[Written instruction A] Rewrite the stretch of the forum thread on Spanish property costs from "How much is the transfer" through "this be approx?", changing "bin collection" to "rubbish collection".

[Document extract]

-=-=-

# Cost of living questions



## lincsuk (Apr 14, 2009)

I,m thinking of buying a small townhouse fixer-upper in the Grenada region - in one of the pueblo blancos. My aim long term is to sell up & reloate proper to Spain but in the meantime this will be a 2nd home. After renovation the value will still only be about 30,000 euros so my questions are:

How much is the transfer tax (IVA?) & stamp duty?

Do I pay the sellers fees?

As for annual costs:

I,ll be living here for less than 6 months of the year - I'll not be holiday letting it or working in Spain so...

How much is the town hall charge (the IBI?) per year - does this cover bin collection, street cleaning etc or are these seperate?

Wealth tax - what would this be approx? 

What's the cost of having a water supply, drainage, & electricity supply - are there standing charges for these? What's the approx cost of just having them if I,m not using them - ie if the house is standing empty?

Based on a tiny casa as above could anyone enlighten me of the running costs of such a property?


----------



## jojo (Sep 20, 2007)

I dont know all the answers, but, The seller pays the sellers fee and there isnt stamp duty as such. There are a lot of rules and regualtions about fixing up or reforming proerties and these things are very rarely straightforward or cheap to organise

There, thats the extent of my knowledge

Jo xx


----------



## lincsuk (Apr 14, 2009)

jojo said:


> I dont know all the answers, but, The seller pays the sellers fee and there isnt stamp duty as such. There are a lot of rules and regualtions about fixing up or reforming proerties and these things are very rarely straightforward or cheap to organise
> 
> There, thats the extent of my knowledge
> 
> Jo xx


OK thanks but I seem to recall the duty is called ITP - not sure if it's payable on properties under a certain value?

So how much are the standing charges for water & electric ?


----------



## jojo (Sep 20, 2007)

lincsuk said:


> OK thanks but I seem to recall the duty is called ITP - not sure if it's payable on properties under a certain value?


I dont know, we were gonna buy a property a while ago and all I can remember is that as a rough guide you add 15% of the purchase price for the total cost??

Jo


----------

-=-=-

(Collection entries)
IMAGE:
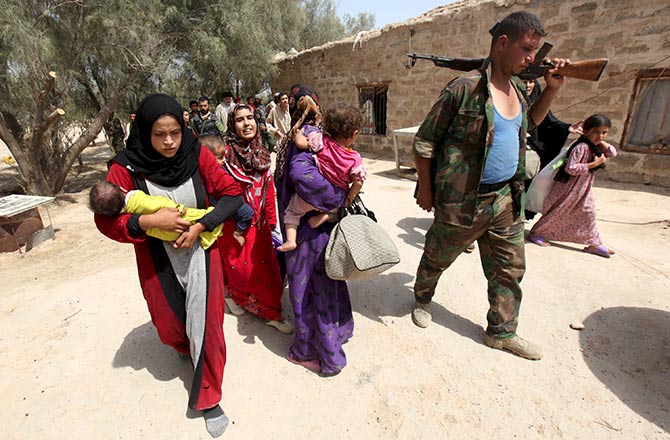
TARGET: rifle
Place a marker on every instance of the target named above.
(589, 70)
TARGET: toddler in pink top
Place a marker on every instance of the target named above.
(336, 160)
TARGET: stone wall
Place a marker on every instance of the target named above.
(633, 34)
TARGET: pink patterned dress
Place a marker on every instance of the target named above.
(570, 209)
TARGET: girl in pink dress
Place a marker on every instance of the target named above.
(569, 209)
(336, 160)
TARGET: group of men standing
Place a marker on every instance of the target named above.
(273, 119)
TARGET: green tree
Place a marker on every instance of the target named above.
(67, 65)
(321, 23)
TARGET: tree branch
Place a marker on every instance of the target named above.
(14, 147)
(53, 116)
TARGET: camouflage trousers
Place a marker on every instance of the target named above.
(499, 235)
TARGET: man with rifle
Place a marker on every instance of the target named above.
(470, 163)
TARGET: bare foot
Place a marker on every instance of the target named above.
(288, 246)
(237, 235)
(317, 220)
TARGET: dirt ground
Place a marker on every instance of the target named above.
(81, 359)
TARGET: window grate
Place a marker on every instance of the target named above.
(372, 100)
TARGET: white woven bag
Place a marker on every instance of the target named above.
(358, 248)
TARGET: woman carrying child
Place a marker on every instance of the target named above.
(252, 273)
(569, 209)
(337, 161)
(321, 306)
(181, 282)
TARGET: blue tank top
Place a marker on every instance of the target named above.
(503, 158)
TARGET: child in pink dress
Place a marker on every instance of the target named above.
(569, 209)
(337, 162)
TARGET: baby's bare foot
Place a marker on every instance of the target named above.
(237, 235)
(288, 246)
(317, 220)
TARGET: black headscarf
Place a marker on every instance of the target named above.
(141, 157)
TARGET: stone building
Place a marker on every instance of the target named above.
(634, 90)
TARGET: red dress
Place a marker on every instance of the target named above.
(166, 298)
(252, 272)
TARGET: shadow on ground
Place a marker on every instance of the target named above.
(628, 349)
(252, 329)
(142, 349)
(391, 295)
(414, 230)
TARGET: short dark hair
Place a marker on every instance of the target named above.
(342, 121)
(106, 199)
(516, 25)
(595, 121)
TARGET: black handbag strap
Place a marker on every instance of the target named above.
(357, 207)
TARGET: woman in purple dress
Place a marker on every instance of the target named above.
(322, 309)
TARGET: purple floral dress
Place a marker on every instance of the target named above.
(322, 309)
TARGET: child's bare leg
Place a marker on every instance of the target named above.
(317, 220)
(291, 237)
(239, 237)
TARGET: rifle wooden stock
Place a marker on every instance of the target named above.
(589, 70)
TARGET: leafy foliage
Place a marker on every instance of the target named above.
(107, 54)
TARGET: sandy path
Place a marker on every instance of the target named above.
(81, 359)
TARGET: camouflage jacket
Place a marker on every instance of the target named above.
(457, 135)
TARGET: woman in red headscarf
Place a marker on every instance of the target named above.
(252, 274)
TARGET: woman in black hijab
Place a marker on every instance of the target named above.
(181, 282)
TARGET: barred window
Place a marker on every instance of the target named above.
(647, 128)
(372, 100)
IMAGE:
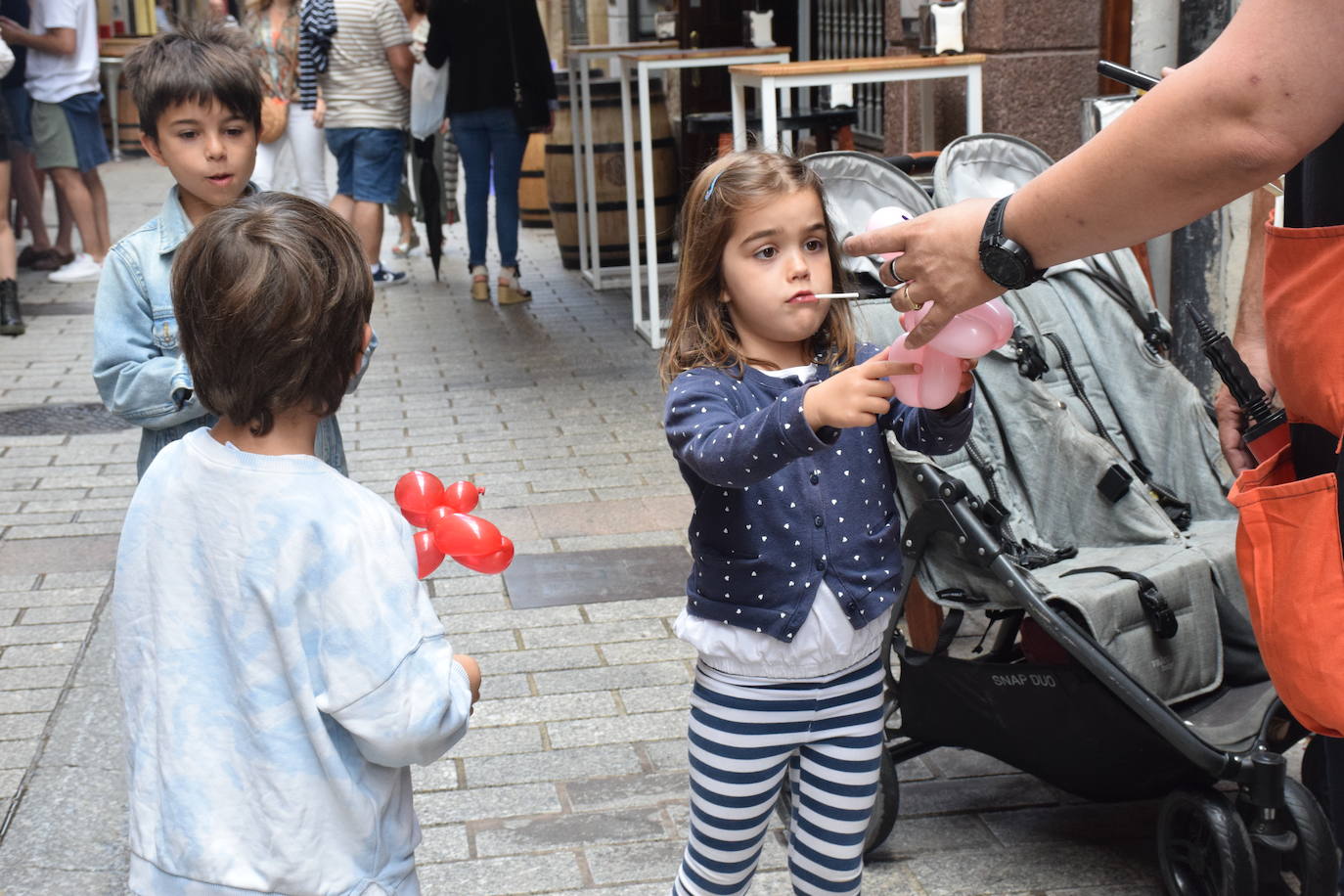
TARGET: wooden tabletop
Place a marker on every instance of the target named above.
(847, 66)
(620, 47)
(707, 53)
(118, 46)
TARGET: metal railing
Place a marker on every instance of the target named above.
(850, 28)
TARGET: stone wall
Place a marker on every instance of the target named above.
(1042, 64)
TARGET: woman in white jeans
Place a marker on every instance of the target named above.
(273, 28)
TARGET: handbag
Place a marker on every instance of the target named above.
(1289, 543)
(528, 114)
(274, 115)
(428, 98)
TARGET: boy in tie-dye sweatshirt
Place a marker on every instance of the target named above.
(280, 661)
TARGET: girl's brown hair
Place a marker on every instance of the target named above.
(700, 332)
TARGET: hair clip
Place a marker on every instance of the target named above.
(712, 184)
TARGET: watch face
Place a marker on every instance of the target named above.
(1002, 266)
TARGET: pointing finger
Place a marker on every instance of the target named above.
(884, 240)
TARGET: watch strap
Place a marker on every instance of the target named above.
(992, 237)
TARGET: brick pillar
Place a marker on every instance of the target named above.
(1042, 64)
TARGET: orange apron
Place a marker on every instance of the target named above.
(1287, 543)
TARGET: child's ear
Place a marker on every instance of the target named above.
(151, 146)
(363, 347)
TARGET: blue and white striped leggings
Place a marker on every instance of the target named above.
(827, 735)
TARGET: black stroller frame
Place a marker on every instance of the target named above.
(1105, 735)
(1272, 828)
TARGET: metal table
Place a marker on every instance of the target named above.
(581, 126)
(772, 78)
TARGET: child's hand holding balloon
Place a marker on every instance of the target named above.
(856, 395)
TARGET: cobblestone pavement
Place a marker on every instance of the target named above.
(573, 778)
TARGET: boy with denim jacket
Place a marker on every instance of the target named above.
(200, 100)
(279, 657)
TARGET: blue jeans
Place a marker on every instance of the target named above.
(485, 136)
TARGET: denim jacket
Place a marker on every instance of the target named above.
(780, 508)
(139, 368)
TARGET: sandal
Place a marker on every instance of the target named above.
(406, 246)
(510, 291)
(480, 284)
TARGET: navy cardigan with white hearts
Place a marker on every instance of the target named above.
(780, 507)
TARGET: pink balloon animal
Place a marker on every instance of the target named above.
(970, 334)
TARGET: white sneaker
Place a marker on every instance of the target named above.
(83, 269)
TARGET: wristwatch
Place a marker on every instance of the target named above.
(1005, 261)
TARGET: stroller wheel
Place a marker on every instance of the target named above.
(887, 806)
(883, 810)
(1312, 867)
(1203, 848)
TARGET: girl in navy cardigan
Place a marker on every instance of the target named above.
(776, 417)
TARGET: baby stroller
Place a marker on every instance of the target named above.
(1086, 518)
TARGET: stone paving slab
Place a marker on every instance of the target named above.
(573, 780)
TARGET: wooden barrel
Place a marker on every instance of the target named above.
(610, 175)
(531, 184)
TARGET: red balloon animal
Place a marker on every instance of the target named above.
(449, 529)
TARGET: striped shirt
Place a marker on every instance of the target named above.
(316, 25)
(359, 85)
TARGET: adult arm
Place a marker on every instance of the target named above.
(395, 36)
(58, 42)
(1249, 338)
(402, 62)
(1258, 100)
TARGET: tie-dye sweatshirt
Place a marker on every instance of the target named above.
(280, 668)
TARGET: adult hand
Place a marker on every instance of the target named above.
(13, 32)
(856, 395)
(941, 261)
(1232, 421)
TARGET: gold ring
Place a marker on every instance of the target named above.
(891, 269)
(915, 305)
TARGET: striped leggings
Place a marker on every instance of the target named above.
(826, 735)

-=-=-

[Written instruction B] Which lines of the records contain the string "with", matching case exactly? Gather every such line and copy it out.

[Correct response A]
How much is the transfer tax (IVA?) & stamp duty?

Do I pay the sellers fees?

As for annual costs:

I,ll be living here for less than 6 months of the year - I'll not be holiday letting it or working in Spain so...

How much is the town hall charge (the IBI?) per year - does this cover rubbish collection, street cleaning etc or are these seperate?

Wealth tax - what would this be approx?

[Correct response B]
TARGET: man with rifle
TARGET: boy with denim jacket
TARGET: navy cardigan with white hearts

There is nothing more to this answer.